> Exercise instructions
Produce an exact copy of the lines from the line containing "Teacher note: indicate the person in black" through the last line of the listing below, both ends included, and nothing else.

> Photo object pointing records
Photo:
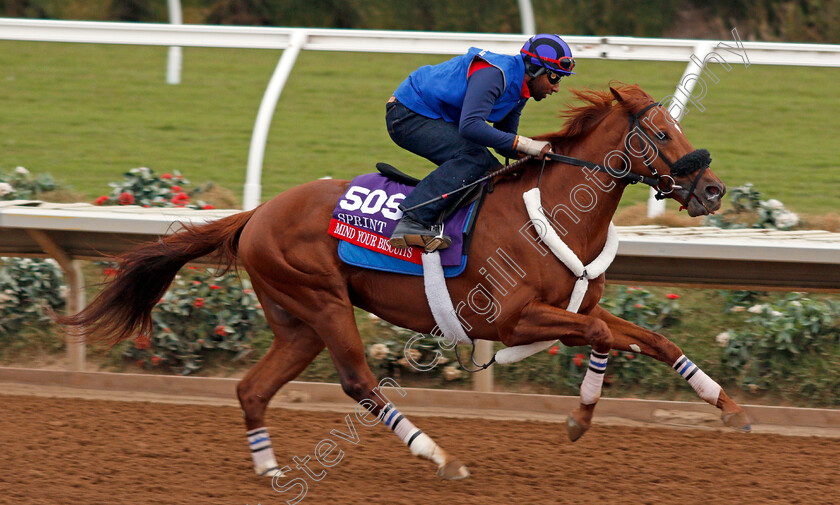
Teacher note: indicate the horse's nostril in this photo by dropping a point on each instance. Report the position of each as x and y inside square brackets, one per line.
[712, 191]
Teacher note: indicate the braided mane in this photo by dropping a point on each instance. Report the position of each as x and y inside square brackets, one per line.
[582, 119]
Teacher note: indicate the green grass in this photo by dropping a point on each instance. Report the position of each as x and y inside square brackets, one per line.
[87, 113]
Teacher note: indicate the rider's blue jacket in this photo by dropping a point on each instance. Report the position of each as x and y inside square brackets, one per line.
[496, 95]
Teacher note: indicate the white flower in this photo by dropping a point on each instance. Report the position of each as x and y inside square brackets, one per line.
[378, 351]
[774, 204]
[786, 219]
[451, 373]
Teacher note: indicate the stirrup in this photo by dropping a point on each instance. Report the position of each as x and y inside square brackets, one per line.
[440, 241]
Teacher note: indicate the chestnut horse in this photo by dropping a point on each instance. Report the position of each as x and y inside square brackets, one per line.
[308, 293]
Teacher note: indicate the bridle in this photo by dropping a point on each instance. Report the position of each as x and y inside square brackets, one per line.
[697, 160]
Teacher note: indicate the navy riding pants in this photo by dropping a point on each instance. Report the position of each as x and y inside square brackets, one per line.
[459, 161]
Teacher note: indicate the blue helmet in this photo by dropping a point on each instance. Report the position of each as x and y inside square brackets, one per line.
[547, 52]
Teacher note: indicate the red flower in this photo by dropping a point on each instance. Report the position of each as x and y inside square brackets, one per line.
[125, 198]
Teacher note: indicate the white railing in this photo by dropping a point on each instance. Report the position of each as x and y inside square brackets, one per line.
[693, 52]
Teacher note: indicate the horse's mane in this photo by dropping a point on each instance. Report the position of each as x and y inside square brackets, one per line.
[581, 119]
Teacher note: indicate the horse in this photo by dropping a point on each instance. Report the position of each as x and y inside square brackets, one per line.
[308, 294]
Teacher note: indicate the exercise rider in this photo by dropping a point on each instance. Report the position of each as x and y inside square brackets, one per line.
[441, 112]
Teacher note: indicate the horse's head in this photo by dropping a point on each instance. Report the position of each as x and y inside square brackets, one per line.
[662, 157]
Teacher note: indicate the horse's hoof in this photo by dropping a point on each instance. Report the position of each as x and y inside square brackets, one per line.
[453, 470]
[738, 421]
[574, 429]
[274, 472]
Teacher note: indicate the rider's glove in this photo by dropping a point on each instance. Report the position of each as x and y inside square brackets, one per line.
[537, 148]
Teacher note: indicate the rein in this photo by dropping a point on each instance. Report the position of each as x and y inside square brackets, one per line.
[699, 159]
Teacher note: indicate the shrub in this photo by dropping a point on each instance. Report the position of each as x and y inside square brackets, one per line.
[750, 211]
[197, 319]
[27, 288]
[20, 184]
[641, 307]
[143, 187]
[791, 348]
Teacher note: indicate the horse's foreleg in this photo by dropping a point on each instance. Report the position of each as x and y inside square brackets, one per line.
[358, 382]
[295, 346]
[542, 322]
[630, 337]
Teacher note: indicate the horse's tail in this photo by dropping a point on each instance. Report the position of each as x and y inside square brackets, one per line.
[124, 308]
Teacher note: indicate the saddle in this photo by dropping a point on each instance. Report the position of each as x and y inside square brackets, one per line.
[366, 214]
[473, 194]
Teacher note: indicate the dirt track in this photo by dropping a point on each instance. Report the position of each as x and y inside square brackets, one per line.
[73, 451]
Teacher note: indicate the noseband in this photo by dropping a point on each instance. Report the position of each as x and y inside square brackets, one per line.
[697, 160]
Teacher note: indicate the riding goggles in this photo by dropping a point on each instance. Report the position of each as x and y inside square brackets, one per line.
[565, 63]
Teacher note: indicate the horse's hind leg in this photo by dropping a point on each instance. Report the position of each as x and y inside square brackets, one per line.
[342, 338]
[630, 337]
[295, 346]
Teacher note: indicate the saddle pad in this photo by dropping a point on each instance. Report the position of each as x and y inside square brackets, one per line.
[366, 215]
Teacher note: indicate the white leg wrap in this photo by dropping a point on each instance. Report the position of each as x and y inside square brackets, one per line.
[261, 451]
[418, 442]
[705, 387]
[590, 389]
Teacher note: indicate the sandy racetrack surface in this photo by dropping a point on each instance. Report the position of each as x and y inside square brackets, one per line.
[74, 451]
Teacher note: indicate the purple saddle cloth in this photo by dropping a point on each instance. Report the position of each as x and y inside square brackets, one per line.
[366, 215]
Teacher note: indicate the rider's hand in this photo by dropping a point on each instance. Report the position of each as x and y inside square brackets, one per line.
[538, 148]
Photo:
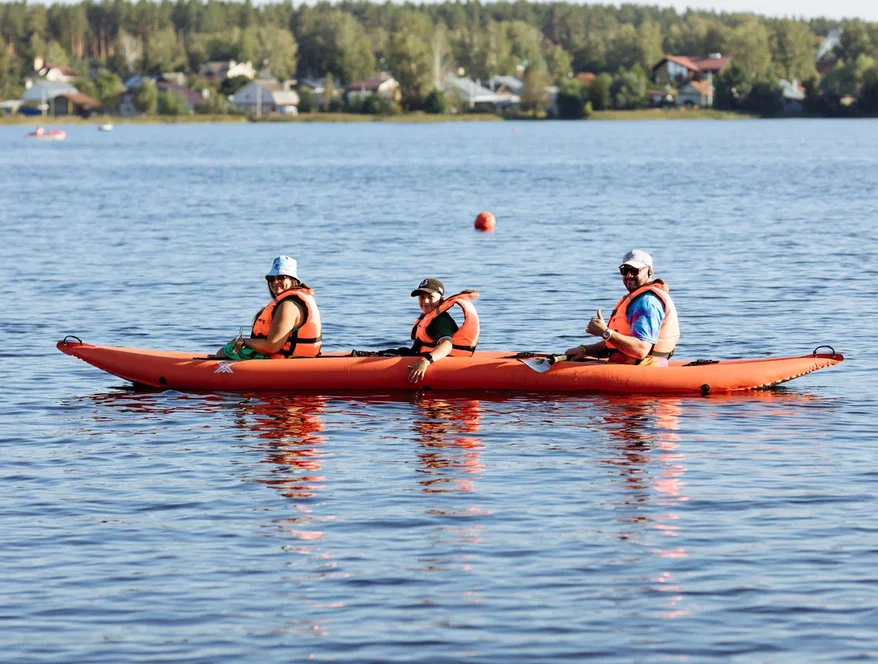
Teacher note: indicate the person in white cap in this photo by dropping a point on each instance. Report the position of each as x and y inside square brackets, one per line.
[288, 326]
[643, 328]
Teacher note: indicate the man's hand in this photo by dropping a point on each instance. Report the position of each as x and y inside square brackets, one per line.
[574, 354]
[419, 370]
[597, 325]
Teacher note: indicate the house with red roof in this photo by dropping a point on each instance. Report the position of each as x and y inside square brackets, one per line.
[386, 87]
[678, 70]
[696, 93]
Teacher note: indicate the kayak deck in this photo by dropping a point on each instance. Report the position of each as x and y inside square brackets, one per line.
[483, 371]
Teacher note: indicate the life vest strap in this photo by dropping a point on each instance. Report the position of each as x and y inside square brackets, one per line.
[304, 340]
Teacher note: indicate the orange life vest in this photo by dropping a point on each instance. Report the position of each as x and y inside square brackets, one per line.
[465, 340]
[669, 332]
[306, 339]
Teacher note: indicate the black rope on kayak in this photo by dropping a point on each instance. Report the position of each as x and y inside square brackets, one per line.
[526, 354]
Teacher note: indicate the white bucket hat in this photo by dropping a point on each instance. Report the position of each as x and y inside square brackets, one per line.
[637, 258]
[283, 265]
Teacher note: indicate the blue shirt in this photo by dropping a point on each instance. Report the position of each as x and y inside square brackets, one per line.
[645, 315]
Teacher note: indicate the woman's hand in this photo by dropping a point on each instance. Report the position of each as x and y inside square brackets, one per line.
[419, 370]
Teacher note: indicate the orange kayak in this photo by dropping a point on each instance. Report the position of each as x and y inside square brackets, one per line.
[484, 371]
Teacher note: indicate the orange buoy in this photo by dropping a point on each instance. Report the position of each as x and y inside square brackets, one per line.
[485, 222]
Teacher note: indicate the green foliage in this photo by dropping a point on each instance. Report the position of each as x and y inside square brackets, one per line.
[170, 103]
[534, 97]
[56, 54]
[420, 44]
[376, 105]
[749, 46]
[146, 98]
[329, 94]
[600, 92]
[854, 41]
[276, 46]
[558, 63]
[629, 89]
[765, 99]
[87, 87]
[868, 101]
[436, 102]
[410, 57]
[108, 86]
[571, 100]
[334, 41]
[163, 53]
[731, 88]
[793, 49]
[306, 100]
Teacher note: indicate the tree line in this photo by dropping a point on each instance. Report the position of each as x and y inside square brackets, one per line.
[421, 44]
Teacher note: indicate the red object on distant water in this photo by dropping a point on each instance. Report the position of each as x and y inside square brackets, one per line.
[485, 222]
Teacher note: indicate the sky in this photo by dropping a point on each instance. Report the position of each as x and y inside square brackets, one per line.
[864, 9]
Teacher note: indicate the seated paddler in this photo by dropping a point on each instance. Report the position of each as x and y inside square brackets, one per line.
[288, 326]
[435, 334]
[643, 327]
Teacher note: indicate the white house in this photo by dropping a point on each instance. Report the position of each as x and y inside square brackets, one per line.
[793, 96]
[388, 88]
[506, 84]
[219, 70]
[472, 95]
[53, 73]
[261, 97]
[57, 98]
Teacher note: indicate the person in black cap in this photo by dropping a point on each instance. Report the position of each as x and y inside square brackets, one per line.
[439, 331]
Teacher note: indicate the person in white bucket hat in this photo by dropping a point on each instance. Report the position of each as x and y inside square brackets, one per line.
[643, 328]
[288, 326]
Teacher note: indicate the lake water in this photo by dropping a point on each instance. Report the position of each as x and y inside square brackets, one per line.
[174, 527]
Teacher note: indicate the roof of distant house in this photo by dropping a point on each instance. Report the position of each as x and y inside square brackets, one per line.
[47, 89]
[190, 95]
[82, 100]
[371, 84]
[702, 86]
[792, 90]
[64, 69]
[712, 64]
[514, 84]
[585, 77]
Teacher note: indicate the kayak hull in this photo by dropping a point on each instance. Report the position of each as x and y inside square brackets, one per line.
[484, 371]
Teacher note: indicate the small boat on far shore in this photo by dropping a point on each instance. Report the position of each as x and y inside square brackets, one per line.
[51, 135]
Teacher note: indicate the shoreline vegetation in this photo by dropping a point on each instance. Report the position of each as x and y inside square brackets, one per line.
[568, 60]
[651, 114]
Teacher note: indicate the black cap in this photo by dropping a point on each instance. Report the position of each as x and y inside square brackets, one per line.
[429, 286]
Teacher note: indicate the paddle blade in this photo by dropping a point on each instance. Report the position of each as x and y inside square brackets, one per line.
[540, 366]
[544, 364]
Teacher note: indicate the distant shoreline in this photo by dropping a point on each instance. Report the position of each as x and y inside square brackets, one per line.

> Complete answer
Teacher note: indicate the person in black cap in this photo by dropping a point on each instance. Report the position of each as x and y inside square brackets, one per line.
[439, 331]
Teacher note: indicate the person in white bucket hat in this photo by dropping a point on each instance. Report the position of each as x and y inside square brackets, one per line.
[643, 328]
[288, 326]
Teacher note: indicate the lake water in this photo by dropping a point on each instance. Report the position of each as x and y inside square brackets, one per line.
[174, 527]
Teacher note: indicate the roof of distant house in this photo by dropping a point on each instance. Report the position of each as x and y inside square brackets, one per line.
[47, 89]
[190, 95]
[82, 100]
[371, 84]
[702, 86]
[792, 90]
[64, 69]
[712, 64]
[514, 84]
[585, 77]
Teacher note: indicate the kayak hull in this photo by dropping a point on each instance. Report the position of each as x and y inside square brackets, one per line.
[484, 371]
Teacher note: indicate the small boat on far shore in this photo by dropping a point on each instance. Report the position of each as x and y inside square brackets, one per line.
[51, 135]
Teacher note: indicate the shoreline vegetation in this photo by dropping a point on each instance. Report the position of each as x and y inside square brackets, one per line.
[568, 60]
[651, 114]
Teacher note: indicate the black cap in this photo by dropping a point on each instance. Report the position of each as x and y inside square brackets, one per line.
[429, 286]
Teacher note: indicate the paddle blade in this photo by dropping a point on each instance. Report the position of each as x and y inside square brackets, one per line.
[540, 366]
[544, 364]
Teacher note: indicate the distant shoreline in this photo by dropping a point on each instance. Report the position of each as x and y inside square brackets, one per line.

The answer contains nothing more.